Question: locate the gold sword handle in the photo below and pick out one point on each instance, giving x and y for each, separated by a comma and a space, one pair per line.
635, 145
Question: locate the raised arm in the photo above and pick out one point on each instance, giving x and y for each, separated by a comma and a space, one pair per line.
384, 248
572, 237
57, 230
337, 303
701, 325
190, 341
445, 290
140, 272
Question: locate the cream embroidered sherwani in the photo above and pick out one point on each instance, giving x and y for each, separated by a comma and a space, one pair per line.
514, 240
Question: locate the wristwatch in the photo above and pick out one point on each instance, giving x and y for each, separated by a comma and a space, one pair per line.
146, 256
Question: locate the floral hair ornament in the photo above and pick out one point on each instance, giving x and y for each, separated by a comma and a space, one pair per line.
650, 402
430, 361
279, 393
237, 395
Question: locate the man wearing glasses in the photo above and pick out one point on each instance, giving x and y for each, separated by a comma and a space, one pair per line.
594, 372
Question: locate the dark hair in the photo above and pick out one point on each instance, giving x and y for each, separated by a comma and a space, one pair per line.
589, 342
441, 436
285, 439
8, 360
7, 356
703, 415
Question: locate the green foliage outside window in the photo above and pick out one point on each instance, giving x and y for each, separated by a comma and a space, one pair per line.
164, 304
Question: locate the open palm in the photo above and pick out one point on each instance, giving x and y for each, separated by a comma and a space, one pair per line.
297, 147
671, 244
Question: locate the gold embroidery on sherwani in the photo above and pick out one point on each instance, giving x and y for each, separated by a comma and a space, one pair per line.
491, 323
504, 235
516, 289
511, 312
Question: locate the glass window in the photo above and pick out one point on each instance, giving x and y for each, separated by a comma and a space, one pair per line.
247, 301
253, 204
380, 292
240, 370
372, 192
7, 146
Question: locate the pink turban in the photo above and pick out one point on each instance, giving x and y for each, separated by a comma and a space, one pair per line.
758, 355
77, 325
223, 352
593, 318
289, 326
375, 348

Goal:
Can you reproduce the records above, starting with the line that contains "Question: locate the open" and going on through the end of the records?

Response:
Question: locate the open palm in the photo above and pick out one point on each instance, giving x and y for each, separated by a comma and a space, one pair per line.
297, 147
671, 244
Question: locate the gold embroidery on sherwani in the photo above and pick out one point on each instance, giving x and y for each, separated by a comma and a space, one pair per line.
491, 323
504, 235
516, 289
511, 312
Question: locate the glass window in the photo above and pick out one point on each instance, giving x and y for each, separated by a comma and a space, one pair per line.
247, 301
253, 204
380, 292
240, 370
372, 192
7, 146
Question: locate the pink turban in the photo above and pick out one point on each instance, giving x and y for each, separated by a comma and a space, one pair per line.
758, 355
77, 325
223, 352
593, 318
289, 326
375, 348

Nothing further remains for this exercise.